Extracted information -

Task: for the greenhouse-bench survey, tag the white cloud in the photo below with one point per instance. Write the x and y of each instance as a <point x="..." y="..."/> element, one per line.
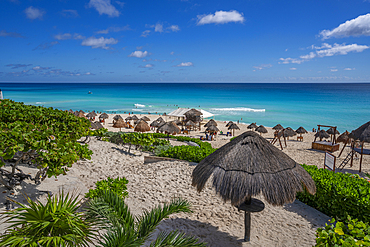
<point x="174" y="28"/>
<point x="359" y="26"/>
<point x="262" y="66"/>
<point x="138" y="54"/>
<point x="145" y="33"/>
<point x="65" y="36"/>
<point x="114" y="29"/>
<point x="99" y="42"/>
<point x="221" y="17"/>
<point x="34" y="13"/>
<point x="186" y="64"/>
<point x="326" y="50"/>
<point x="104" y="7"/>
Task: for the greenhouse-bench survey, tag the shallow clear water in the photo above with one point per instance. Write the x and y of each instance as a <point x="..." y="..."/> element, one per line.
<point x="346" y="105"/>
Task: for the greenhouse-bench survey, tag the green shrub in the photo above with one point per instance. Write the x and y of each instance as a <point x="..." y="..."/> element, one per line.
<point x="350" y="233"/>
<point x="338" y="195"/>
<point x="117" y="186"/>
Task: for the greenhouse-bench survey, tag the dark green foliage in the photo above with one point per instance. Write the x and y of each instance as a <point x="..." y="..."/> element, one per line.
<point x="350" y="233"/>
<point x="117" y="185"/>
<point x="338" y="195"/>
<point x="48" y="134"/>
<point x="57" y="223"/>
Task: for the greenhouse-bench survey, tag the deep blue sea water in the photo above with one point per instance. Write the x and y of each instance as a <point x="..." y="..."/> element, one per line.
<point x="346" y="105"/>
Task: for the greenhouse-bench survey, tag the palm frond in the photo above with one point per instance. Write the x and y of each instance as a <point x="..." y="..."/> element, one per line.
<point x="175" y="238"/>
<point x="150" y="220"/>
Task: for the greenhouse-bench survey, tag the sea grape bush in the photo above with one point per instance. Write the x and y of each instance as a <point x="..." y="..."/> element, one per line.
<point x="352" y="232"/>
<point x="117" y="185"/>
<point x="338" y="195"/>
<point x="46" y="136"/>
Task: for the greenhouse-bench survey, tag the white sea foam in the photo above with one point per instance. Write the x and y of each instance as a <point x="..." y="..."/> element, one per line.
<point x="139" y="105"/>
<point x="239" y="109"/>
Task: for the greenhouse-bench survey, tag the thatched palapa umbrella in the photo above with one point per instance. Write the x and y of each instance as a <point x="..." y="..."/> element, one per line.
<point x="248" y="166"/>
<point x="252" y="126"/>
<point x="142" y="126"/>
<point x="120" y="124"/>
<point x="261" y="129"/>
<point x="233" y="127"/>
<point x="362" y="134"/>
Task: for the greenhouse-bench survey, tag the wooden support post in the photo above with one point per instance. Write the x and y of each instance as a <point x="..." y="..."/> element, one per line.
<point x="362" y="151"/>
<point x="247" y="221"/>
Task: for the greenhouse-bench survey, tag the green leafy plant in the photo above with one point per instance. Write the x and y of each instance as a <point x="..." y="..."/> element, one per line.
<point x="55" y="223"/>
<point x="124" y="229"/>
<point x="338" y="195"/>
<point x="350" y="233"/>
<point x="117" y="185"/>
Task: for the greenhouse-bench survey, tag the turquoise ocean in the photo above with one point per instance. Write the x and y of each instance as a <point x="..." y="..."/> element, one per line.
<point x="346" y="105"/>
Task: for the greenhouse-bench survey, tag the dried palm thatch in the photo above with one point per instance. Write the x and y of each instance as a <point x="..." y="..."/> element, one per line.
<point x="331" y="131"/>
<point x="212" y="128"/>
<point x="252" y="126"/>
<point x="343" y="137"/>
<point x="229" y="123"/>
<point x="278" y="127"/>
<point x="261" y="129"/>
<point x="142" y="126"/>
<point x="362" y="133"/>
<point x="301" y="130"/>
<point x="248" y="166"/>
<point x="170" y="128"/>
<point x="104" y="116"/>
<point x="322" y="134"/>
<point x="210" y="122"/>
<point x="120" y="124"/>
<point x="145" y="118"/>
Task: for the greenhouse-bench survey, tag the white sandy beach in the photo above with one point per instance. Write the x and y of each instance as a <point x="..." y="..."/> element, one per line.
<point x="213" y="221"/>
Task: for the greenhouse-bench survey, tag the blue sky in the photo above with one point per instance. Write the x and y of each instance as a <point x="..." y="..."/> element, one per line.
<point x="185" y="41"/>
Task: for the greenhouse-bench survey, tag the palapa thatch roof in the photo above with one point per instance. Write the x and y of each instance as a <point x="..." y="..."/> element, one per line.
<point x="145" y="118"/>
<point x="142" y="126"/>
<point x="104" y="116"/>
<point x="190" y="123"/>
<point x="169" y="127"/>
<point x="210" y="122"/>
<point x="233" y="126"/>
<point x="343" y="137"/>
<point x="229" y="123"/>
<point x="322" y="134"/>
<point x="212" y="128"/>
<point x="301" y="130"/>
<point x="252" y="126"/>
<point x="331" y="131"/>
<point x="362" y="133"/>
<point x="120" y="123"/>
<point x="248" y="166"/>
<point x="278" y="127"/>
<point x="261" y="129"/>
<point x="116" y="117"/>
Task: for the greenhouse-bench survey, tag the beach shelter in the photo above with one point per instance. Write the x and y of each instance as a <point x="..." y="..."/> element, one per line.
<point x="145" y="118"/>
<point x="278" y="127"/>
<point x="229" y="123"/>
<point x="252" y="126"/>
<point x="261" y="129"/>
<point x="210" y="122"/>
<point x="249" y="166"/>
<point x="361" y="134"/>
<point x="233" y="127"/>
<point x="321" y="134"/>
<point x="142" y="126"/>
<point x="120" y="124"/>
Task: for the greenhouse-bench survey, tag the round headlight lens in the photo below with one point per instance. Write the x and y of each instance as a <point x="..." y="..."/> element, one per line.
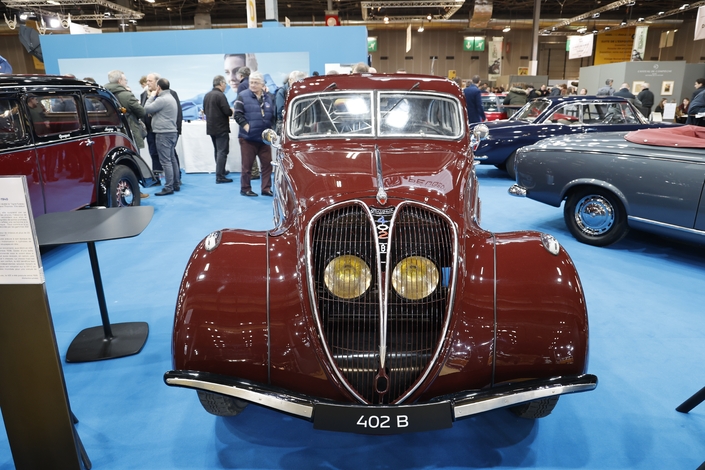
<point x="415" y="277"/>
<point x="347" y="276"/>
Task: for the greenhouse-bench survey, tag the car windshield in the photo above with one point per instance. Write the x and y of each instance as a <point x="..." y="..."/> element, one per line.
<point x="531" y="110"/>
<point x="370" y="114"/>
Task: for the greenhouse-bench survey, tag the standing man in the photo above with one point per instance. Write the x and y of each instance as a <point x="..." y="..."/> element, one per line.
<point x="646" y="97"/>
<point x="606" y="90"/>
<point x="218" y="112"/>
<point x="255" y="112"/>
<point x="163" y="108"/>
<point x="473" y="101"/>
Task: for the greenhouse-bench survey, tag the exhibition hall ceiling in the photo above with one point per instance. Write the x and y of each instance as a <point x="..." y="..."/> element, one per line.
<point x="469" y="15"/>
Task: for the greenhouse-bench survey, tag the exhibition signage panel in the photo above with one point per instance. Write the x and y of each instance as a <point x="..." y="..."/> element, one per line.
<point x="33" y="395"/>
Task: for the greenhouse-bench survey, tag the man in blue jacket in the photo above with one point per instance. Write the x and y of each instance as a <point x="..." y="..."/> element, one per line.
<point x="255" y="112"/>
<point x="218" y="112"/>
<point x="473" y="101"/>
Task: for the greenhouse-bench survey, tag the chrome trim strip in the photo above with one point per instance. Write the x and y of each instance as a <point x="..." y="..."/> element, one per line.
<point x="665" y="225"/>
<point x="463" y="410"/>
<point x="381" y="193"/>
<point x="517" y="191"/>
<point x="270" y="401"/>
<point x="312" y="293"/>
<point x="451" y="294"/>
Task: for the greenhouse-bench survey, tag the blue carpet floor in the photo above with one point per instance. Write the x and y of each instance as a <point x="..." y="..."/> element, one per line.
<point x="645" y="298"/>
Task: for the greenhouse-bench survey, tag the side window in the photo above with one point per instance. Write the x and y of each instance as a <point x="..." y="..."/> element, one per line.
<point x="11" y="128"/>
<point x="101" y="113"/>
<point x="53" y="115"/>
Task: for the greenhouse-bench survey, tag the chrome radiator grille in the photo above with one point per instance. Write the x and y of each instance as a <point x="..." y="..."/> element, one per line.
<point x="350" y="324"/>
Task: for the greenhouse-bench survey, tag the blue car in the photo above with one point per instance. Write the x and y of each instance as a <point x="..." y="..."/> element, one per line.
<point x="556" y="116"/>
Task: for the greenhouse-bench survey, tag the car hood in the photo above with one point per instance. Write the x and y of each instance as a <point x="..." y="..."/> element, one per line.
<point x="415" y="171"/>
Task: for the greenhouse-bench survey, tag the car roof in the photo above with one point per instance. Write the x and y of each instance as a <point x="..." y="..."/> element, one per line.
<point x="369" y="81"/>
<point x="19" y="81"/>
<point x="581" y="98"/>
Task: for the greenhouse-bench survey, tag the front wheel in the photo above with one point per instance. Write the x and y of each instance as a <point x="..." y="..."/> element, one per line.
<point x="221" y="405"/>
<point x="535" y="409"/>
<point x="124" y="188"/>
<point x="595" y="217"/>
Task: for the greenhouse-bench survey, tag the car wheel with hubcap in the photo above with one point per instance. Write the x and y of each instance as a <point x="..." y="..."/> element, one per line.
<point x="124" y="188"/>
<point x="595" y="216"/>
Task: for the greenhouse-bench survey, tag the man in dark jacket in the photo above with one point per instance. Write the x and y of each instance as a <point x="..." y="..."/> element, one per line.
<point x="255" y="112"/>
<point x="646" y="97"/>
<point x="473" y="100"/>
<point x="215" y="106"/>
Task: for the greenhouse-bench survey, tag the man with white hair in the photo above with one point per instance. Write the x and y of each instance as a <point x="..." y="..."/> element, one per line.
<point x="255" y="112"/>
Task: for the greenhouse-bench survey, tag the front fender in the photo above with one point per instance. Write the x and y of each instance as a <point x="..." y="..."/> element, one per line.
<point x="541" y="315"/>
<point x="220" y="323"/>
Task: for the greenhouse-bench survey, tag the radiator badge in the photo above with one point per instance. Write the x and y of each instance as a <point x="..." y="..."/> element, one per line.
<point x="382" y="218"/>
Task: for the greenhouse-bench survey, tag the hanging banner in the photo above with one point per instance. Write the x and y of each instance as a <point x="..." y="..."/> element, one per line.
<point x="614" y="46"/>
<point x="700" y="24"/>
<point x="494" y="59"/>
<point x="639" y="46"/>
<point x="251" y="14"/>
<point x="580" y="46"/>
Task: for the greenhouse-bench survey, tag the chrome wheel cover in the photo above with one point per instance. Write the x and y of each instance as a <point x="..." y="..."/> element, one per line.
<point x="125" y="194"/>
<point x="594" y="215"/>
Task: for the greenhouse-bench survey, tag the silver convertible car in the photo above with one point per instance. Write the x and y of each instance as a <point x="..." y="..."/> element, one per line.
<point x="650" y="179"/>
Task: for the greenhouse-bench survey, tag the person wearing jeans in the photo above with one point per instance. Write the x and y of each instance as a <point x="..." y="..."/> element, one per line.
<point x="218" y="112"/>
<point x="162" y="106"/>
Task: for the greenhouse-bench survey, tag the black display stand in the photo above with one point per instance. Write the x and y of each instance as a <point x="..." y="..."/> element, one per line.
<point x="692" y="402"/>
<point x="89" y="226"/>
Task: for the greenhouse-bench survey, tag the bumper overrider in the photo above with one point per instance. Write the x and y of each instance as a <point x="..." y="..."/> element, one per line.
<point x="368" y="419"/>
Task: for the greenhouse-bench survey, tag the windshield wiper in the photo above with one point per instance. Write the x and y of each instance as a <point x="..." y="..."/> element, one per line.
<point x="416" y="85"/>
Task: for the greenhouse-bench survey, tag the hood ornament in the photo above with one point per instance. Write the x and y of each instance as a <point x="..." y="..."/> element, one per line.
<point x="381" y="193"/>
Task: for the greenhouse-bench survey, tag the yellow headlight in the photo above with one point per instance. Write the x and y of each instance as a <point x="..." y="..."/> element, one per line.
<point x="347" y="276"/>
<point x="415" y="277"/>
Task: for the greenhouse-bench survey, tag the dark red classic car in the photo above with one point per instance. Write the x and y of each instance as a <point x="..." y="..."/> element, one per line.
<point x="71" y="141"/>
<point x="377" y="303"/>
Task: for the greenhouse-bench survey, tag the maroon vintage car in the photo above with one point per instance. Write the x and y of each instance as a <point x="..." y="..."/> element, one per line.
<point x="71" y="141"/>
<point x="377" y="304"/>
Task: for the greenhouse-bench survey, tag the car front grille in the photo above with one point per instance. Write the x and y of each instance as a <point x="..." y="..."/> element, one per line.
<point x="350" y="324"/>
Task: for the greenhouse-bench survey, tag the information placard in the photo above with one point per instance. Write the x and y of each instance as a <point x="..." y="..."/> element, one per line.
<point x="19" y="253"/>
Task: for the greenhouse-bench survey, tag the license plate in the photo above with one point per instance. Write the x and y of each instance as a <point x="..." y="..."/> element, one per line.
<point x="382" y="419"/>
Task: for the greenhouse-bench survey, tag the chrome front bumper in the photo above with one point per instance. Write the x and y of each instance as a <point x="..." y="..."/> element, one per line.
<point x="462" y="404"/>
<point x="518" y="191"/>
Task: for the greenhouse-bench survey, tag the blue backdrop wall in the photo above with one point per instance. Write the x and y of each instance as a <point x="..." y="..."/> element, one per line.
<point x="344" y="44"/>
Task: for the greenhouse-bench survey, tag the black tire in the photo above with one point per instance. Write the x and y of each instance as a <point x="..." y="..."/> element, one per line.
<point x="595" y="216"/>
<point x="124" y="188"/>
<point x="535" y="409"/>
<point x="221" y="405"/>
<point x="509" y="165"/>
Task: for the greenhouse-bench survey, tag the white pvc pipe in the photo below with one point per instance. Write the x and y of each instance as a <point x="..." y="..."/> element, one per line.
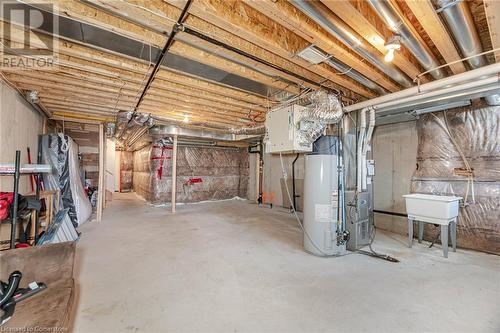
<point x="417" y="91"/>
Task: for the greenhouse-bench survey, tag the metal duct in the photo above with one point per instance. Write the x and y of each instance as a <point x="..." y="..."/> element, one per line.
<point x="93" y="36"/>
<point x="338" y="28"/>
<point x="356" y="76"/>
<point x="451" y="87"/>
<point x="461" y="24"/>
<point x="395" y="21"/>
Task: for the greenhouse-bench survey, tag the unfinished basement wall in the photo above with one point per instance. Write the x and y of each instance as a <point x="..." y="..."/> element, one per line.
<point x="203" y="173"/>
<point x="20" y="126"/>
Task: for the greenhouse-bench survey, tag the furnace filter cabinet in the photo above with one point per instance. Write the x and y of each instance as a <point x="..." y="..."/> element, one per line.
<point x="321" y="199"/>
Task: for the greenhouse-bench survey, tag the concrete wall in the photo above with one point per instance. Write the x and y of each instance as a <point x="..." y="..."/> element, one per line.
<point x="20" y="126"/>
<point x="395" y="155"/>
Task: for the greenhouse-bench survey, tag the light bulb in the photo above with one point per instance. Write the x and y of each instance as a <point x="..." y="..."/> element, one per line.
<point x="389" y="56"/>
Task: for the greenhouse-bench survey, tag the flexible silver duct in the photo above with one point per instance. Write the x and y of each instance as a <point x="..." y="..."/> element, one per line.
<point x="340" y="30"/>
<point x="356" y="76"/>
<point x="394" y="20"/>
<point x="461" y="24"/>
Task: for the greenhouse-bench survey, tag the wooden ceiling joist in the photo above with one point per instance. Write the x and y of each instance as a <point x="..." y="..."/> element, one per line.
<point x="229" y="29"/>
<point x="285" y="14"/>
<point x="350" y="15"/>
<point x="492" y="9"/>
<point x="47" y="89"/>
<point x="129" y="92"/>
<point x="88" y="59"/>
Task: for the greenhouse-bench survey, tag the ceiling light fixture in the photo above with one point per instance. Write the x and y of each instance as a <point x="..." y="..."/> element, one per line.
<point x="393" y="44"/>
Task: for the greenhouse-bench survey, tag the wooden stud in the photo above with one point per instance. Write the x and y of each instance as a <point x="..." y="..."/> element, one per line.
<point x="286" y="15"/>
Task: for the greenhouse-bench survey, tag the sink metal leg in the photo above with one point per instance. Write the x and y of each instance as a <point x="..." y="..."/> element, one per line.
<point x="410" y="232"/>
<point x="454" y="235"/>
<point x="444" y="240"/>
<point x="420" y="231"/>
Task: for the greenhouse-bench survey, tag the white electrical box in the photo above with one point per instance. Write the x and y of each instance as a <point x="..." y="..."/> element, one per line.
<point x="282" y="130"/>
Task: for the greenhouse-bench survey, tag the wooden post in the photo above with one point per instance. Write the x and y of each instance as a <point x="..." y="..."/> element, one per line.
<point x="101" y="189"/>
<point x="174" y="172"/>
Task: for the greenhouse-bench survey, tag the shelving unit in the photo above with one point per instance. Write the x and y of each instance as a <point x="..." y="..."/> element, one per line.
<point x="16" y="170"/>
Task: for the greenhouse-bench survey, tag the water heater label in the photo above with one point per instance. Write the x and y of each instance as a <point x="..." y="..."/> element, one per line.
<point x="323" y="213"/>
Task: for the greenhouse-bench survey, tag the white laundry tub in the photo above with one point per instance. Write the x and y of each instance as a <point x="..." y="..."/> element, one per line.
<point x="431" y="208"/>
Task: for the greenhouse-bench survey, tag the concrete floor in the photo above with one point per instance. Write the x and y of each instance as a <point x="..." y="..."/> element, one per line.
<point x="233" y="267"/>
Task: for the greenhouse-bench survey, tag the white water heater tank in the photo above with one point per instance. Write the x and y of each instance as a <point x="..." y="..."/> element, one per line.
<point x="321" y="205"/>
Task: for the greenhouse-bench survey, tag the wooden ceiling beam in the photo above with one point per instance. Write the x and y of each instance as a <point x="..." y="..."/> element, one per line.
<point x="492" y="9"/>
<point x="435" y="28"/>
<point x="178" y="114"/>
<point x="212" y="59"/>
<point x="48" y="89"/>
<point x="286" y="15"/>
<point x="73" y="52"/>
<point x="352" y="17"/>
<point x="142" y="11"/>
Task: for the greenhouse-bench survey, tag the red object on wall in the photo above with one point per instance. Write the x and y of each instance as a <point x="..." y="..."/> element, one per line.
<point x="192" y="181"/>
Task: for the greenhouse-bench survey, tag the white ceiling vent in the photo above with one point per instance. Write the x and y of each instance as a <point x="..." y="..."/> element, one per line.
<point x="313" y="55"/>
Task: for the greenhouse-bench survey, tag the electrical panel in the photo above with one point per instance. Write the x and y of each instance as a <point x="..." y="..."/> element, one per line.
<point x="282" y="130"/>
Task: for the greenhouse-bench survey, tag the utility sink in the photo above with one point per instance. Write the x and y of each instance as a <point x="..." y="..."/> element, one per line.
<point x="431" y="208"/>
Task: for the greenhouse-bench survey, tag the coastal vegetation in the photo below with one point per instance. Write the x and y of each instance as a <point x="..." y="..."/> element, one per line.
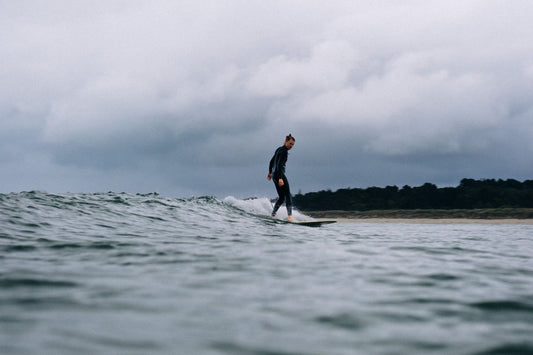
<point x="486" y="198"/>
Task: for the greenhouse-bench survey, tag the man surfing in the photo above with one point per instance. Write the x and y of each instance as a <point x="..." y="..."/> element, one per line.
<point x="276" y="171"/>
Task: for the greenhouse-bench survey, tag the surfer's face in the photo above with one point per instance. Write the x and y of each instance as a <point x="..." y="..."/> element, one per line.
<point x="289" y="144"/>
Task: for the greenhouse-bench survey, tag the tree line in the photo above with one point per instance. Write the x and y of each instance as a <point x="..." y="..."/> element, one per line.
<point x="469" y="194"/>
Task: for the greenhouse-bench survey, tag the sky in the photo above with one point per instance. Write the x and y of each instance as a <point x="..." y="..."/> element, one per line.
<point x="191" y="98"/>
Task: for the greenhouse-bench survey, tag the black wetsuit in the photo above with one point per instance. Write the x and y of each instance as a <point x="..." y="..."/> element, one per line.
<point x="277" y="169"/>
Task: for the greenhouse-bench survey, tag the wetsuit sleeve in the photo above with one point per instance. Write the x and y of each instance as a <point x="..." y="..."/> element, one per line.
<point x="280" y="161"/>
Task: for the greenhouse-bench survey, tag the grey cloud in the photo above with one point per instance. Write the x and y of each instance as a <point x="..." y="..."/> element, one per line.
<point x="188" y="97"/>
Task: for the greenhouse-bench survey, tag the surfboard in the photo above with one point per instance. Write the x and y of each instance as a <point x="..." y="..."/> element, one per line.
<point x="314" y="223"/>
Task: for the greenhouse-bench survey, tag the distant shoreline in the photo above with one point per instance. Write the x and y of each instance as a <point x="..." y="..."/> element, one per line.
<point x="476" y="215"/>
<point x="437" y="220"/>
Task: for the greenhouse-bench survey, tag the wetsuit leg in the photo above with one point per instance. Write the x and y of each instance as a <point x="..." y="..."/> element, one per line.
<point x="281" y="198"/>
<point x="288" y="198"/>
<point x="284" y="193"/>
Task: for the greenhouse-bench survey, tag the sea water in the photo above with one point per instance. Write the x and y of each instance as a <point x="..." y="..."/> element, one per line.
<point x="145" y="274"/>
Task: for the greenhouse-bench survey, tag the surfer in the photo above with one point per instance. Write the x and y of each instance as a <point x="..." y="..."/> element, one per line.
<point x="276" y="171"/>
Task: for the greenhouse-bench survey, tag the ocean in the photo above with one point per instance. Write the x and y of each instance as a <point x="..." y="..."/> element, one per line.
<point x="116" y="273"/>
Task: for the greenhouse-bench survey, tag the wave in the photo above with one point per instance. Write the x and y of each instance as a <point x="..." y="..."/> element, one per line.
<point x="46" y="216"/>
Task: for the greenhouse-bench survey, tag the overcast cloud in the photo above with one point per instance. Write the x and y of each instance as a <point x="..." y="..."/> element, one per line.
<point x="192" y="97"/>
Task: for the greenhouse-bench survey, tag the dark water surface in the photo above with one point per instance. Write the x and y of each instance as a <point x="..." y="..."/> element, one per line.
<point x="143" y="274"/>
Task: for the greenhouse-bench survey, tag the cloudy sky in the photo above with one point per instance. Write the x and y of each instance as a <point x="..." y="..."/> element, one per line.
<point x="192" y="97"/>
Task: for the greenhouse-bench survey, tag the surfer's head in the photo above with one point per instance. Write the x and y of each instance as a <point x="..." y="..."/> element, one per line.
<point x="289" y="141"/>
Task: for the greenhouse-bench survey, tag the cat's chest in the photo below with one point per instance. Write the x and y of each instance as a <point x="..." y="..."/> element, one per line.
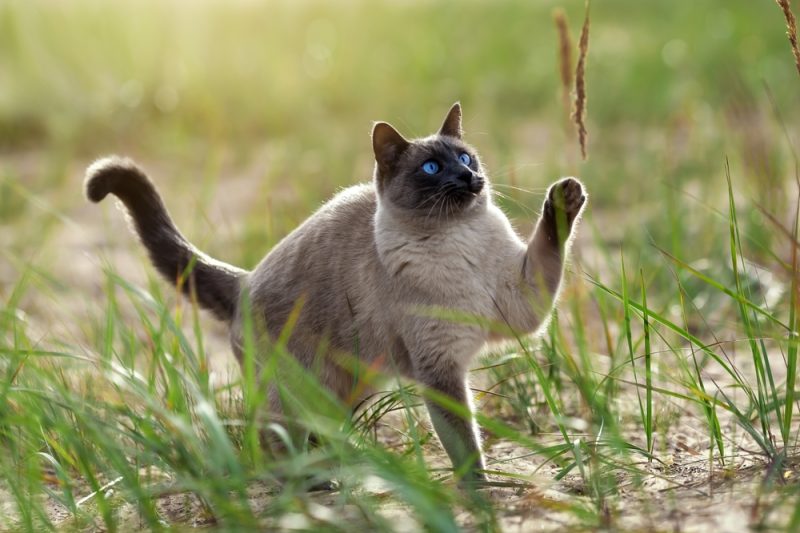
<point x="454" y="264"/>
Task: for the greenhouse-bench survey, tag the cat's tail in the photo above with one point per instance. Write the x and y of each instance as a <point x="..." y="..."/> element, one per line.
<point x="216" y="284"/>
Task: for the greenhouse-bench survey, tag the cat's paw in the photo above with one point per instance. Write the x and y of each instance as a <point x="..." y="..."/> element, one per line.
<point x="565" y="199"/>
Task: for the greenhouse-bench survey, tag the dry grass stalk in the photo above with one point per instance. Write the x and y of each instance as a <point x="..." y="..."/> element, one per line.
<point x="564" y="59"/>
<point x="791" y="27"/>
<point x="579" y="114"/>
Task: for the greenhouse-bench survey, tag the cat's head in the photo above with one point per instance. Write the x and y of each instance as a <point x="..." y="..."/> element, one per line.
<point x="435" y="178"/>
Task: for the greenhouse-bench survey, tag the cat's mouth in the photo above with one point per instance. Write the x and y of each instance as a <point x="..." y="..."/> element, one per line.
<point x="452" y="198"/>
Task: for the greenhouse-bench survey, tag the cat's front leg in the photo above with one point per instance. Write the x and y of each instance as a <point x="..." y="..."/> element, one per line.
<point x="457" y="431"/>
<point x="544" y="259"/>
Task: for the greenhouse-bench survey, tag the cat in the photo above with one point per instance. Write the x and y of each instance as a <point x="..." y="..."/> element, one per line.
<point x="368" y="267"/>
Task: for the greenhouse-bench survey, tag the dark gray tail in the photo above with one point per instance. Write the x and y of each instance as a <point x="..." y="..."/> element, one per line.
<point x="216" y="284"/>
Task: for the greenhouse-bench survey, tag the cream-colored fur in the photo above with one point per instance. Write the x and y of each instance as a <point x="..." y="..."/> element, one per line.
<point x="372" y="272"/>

What the task asks -
Repeat exactly, and only, the lines from the line containing "Task: for the greenhouse-bench survey, tag the cat in" through the last line of the records above, both included.

Written solution -
Task: for the greenhouse-bench survey, tag the cat in the photo above with one point per instance. Write the x and y of each instance as a <point x="..." y="..."/> element, one per line.
<point x="368" y="267"/>
Task: for the greenhouse-bench survey, tag the dark gray tail in the photo above with one point per instance. Write the x and y of each instance as a <point x="..." y="..."/> element, one per line.
<point x="216" y="284"/>
Task: for the greenhouse-bench survey, tag the cream-colored fur in the photo above with one point per instance. Write the x and y of each instance as a <point x="..." y="..."/> element, one per line.
<point x="372" y="272"/>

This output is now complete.